The request:
Return the data exactly, with all pictures removed.

Provided data:
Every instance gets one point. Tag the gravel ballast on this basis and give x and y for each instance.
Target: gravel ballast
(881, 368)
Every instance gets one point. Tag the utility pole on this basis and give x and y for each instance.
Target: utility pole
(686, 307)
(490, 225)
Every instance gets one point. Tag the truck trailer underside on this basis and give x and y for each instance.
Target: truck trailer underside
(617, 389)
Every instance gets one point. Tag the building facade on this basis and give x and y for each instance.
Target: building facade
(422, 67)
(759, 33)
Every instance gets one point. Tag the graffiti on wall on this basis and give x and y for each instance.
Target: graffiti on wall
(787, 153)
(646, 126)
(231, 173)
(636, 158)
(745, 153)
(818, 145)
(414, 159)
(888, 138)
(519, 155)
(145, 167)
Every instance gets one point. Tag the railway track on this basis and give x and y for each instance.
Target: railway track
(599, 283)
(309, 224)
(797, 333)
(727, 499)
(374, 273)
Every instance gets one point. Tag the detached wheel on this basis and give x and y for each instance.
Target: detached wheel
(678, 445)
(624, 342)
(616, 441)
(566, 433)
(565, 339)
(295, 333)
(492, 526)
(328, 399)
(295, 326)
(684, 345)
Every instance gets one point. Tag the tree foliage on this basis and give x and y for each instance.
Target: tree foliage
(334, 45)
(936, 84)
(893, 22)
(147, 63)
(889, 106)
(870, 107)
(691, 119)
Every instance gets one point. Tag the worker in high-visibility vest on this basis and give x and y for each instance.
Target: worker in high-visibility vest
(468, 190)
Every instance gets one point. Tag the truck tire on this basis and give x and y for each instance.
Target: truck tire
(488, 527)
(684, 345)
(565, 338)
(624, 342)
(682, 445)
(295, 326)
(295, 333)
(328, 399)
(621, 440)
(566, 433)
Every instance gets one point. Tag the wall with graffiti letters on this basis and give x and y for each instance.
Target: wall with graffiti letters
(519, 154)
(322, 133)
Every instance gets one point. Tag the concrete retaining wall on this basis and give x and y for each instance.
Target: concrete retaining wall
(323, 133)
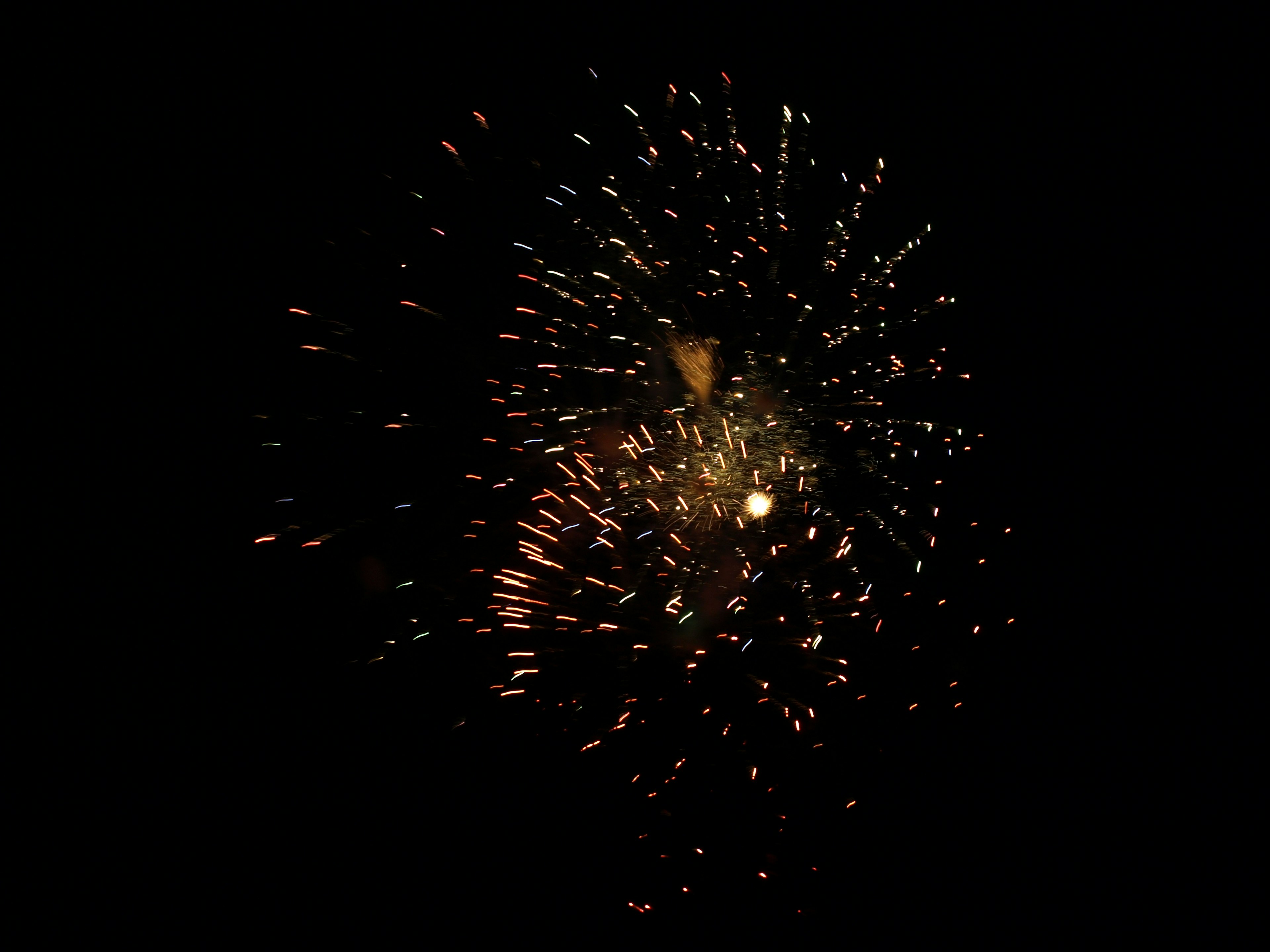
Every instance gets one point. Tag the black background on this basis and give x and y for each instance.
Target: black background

Worked solution:
Every instance gets one point. Tag the gravel ballast on this basis and give x and y for each instance.
Target: gravel ballast
(881, 368)
Every instance gets one point. Tag the utility pole on this basis and give x and y for each instance.
Target: utility pole
(686, 307)
(490, 225)
Every instance gets one point. Tag the truck trailer underside on this basis and give x and y for each instance.
Target: truck trailer underside
(617, 389)
Every instance gets one point. Tag the building facade on this basis and give x and y for each instance.
Target: building facade
(422, 67)
(759, 33)
Every instance gets one point. Tag the graffiti on wall on this basis and give x and y for each instance.
Target: graffiti on wall
(787, 153)
(646, 126)
(231, 173)
(636, 158)
(745, 153)
(818, 145)
(414, 159)
(888, 138)
(519, 155)
(145, 167)
Every instance gets one point. Tag the railway track on this basis and give x and y for each instance.
Target: railway track
(599, 283)
(309, 224)
(797, 333)
(727, 499)
(374, 273)
Every instance gets one point. Tag the detached wheel on this basis and give x and y for each instance.
Target: detached wheel
(678, 445)
(624, 342)
(616, 441)
(566, 433)
(565, 339)
(295, 333)
(492, 526)
(328, 399)
(295, 326)
(684, 345)
Every instance gets one point. Tag the tree foliage on this basis and give x and y for each instance.
Target: tree foliage
(334, 45)
(936, 84)
(893, 22)
(147, 63)
(889, 106)
(870, 107)
(691, 119)
Every instance gets one point. Tag the worker in high-visibility vest on this basis and give x and y for each instance.
Target: worker in high-visibility vest
(468, 190)
Every instance gets one point. Tag the truck tire on this basis and give x and y for each instance.
Target: truck tire
(488, 527)
(684, 345)
(565, 338)
(624, 342)
(682, 445)
(295, 326)
(295, 333)
(328, 399)
(621, 440)
(566, 433)
Every instance gets one point. Tag the wall with graffiti letters on this basis and give x and y for each instance.
Target: wall with graffiti letters
(519, 154)
(322, 133)
Every instance gets one point. Tag the concrete retaining wall on this basis and give x and y for each instance.
Target: concrete retaining wall
(323, 133)
Every instance gets one point. Tag the black background on this basis and give x and y for each instance.
Target: black background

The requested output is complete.